:: Aim ::
Give the stretch of lines from the one containing "the toilet in" through the end of the lines below as a numbered list, leaving out blank lines.
··· Given entries ···
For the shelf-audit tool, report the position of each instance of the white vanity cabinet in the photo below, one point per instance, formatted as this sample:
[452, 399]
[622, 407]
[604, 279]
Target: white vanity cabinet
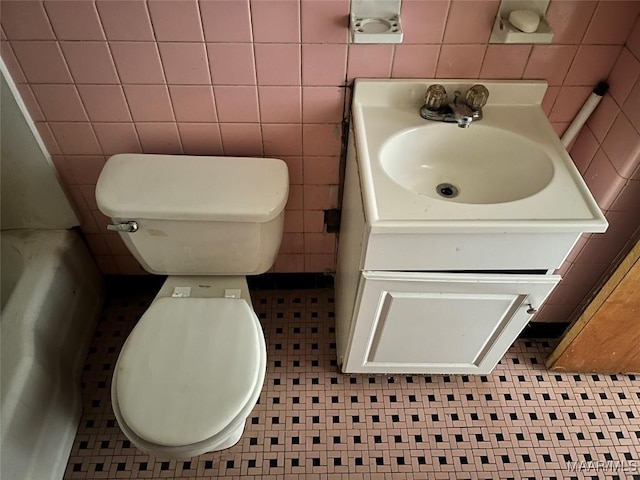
[402, 321]
[414, 322]
[449, 236]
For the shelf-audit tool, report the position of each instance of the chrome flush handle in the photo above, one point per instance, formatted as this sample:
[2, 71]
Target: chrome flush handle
[128, 227]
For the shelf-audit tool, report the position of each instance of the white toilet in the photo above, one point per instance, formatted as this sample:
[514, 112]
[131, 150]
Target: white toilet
[193, 367]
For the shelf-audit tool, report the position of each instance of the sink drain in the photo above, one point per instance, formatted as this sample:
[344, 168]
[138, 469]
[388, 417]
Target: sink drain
[447, 190]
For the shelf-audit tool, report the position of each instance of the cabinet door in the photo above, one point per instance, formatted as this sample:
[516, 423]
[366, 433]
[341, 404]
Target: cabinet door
[410, 322]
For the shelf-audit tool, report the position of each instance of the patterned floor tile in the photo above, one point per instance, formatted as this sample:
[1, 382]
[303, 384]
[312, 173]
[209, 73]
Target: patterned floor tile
[312, 422]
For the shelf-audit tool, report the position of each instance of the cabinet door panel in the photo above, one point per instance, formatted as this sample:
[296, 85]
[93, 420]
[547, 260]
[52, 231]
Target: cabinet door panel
[438, 328]
[439, 323]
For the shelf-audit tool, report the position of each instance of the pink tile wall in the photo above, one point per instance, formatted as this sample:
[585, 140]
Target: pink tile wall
[261, 77]
[607, 153]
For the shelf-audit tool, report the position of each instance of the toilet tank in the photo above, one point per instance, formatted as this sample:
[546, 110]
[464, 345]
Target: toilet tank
[197, 215]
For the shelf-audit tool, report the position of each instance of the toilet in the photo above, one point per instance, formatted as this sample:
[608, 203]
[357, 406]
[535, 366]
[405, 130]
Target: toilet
[192, 369]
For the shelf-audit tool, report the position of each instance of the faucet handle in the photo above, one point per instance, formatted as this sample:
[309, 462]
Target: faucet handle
···
:: Written response ::
1. For the shelf-audit tool, report the position of each instance of the toilet in the photo above, one point per instance, formatted as this sample:
2. [608, 203]
3. [357, 406]
4. [535, 366]
5. [405, 130]
6. Target: toilet
7. [192, 369]
8. For the shelf-audit tool, report the position of each instance of the faucet handle in the photo above, one point per instance, formatted as this sample:
9. [309, 462]
10. Target: faucet handle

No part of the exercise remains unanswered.